### Stated task
Extract every line of the data below that holds the string "opening". Case counts.

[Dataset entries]
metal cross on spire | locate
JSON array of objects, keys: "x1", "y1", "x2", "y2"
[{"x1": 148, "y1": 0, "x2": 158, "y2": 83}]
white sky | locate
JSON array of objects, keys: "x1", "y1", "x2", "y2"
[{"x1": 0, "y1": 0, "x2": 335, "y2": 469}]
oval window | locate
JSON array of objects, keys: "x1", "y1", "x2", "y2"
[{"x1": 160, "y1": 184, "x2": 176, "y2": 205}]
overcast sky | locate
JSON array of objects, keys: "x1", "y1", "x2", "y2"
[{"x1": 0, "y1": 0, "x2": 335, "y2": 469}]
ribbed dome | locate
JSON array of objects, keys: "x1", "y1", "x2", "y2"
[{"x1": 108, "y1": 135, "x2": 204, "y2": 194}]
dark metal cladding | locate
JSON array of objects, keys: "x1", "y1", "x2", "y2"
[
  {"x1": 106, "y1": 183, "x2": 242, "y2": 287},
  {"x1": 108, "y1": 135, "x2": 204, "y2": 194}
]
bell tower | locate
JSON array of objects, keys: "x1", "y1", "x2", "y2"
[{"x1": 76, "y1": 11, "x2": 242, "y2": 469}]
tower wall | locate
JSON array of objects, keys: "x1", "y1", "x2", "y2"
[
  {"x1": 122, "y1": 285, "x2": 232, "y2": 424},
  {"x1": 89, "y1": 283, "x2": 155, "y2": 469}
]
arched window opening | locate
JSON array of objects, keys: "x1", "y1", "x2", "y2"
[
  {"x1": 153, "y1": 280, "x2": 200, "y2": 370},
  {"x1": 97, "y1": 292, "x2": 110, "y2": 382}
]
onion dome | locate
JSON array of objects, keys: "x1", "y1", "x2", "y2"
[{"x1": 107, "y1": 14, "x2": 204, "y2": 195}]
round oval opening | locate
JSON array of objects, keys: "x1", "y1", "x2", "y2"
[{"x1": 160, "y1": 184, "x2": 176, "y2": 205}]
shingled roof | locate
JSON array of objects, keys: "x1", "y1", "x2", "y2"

### Answer
arched window opening | locate
round oval opening | locate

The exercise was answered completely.